> _Aim A_:
Answer these questions about the MMA heavyweight text:
(i) What weight range does the heavyweight division in mixed martial arts generally include?
(ii) What is the weight range of ONE Championship's heavyweight division?
(iii) What range did Pancrase's overweight division cover before it was revised?

= Heavyweight (MMA) =

MMA weight class

The heavyweight division in mixed martial arts (MMA) generally includes fighters between 206–265 lb.

Although many ambiguities exist within the lowerweight classes regarding division naming and weight limits, the heavyweight division is, for the most part, uniform. The Ultimate Fighting Championship (UFC) and most other North American MMA organizations such as Bellator MMA, WSOF, and King of the Cage (KOTC) abide by this interpretation to their 206–265 lb athletes as heavyweights. ONE Championship's heavyweight division is at 226–265 lb. Pancrase's overweight division was 198.4–220.5 lb before being revised to its current 205–264.5 lb.

> _Provided records_:
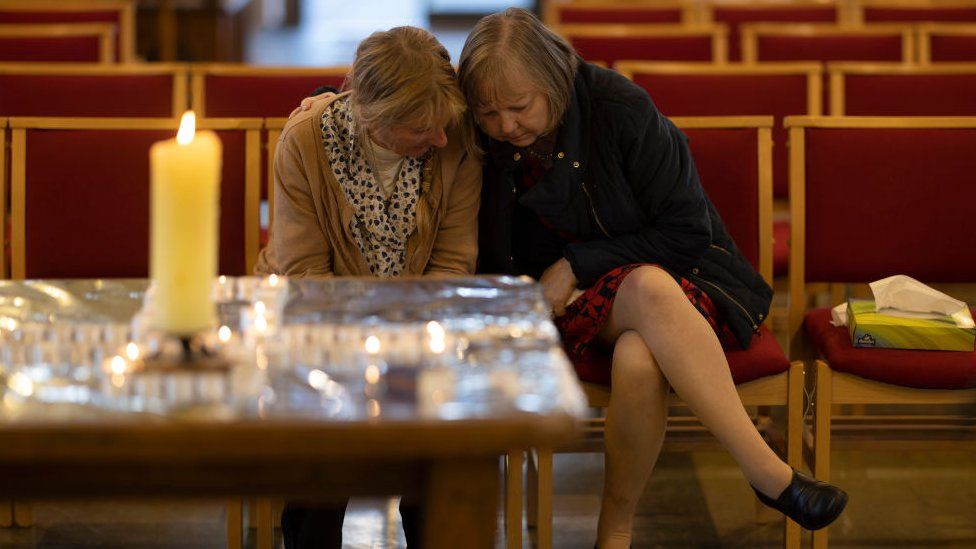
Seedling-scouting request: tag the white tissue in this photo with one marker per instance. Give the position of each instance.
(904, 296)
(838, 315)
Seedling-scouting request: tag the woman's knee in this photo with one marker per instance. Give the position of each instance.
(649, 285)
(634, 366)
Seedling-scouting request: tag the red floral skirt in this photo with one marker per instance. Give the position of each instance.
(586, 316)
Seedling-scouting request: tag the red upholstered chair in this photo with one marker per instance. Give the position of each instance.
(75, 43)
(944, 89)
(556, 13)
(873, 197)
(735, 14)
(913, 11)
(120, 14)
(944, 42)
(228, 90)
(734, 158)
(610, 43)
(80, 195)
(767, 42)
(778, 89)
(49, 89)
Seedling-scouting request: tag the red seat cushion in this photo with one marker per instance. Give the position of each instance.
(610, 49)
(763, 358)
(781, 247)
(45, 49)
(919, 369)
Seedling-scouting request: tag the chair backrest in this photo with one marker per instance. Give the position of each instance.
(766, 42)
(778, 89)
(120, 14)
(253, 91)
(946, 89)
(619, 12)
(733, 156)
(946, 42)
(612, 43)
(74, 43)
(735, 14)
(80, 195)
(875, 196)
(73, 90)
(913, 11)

> _Aim B_: Rescale the listing, starting at the line containing "Seedling-scouting request: tag the red seat" and ending at the end of the listing. Repeat every line, requests included, and multiply each point coordinate in the answers by 1.1, rounding to whole numbers with halves going up.

> _Solution A_:
(i) 206–265 lb
(ii) 226–265 lb
(iii) 198.4–220.5 lb

> _Solution B_:
Seedling-scouting request: tag the red seat cushion in this photo with one marker per instance. Give the position of each instance.
(671, 54)
(839, 394)
(859, 272)
(50, 54)
(1011, 406)
Seedling-scouting request: tag the chair backrest in this photo with one marker per instance. Give the position of each instance.
(843, 46)
(856, 98)
(132, 15)
(278, 100)
(1041, 98)
(681, 13)
(806, 172)
(1041, 46)
(673, 47)
(81, 47)
(809, 15)
(88, 215)
(963, 216)
(80, 99)
(1004, 12)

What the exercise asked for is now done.